### Given task
Put every one of the records below into a Markdown table with the columns Row and Line. Number each row and skip blank lines.

### Given data

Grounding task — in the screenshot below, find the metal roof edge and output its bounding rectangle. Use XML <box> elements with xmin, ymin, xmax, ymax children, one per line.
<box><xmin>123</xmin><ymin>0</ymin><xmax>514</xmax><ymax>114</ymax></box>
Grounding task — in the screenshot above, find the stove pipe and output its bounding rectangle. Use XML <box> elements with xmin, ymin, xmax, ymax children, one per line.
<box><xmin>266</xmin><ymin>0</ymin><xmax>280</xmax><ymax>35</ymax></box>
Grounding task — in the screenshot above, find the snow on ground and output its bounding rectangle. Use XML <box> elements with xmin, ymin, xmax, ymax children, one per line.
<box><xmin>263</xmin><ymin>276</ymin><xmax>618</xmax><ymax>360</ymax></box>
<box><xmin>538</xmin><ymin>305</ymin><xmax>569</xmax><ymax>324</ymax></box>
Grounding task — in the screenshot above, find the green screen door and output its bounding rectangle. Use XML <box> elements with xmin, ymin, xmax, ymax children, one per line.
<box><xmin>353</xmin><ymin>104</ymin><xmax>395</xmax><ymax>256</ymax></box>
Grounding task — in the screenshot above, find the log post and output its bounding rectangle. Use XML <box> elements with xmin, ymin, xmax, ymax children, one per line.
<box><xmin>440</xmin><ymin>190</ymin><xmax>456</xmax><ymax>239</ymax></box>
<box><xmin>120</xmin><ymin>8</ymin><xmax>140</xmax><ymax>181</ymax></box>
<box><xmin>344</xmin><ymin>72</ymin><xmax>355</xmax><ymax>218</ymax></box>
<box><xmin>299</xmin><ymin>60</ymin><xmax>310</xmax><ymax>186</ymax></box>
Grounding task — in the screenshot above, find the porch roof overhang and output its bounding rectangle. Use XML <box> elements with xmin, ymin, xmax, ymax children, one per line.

### Solution for this problem
| Row | Line |
|---|---|
| 1 | Grounding task — in the screenshot below, find the metal roof edge and output its bounding rectangle. Use XML <box> elements with xmin, ymin, xmax, ymax children, one per line. |
| 2 | <box><xmin>123</xmin><ymin>0</ymin><xmax>514</xmax><ymax>114</ymax></box> |
| 3 | Grounding task — in the screenshot above, find the stove pipe and output its bounding rectangle. Use XML <box> elements with xmin, ymin, xmax, ymax children, one per line. |
| 4 | <box><xmin>266</xmin><ymin>0</ymin><xmax>280</xmax><ymax>35</ymax></box> |
| 5 | Grounding task — in the screenshot above, find the snow on ground and output its bounding rectangle. Use XML <box> elements with xmin, ymin, xmax, ymax children, one per line. |
| 6 | <box><xmin>263</xmin><ymin>276</ymin><xmax>618</xmax><ymax>360</ymax></box> |
| 7 | <box><xmin>538</xmin><ymin>305</ymin><xmax>569</xmax><ymax>324</ymax></box> |
| 8 | Grounding task — in the screenshot above, find the green screen door and output its bounding rectangle. Use XML <box> elements with xmin, ymin, xmax, ymax children, one per line. |
| 9 | <box><xmin>353</xmin><ymin>104</ymin><xmax>395</xmax><ymax>256</ymax></box> |
| 10 | Grounding task — in the screenshot above, find the log post and output its bounding rectangle. Use XML <box> elements with xmin, ymin, xmax, ymax children, one per line. |
| 11 | <box><xmin>440</xmin><ymin>190</ymin><xmax>456</xmax><ymax>239</ymax></box> |
| 12 | <box><xmin>120</xmin><ymin>8</ymin><xmax>140</xmax><ymax>181</ymax></box> |
| 13 | <box><xmin>344</xmin><ymin>72</ymin><xmax>355</xmax><ymax>218</ymax></box> |
| 14 | <box><xmin>299</xmin><ymin>60</ymin><xmax>310</xmax><ymax>186</ymax></box> |
| 15 | Grounding task — in the screenshot above, find the porch roof overhang and output its bounding rectangle. Use XML <box> elements with xmin, ymin, xmax, ymax children, one per line. |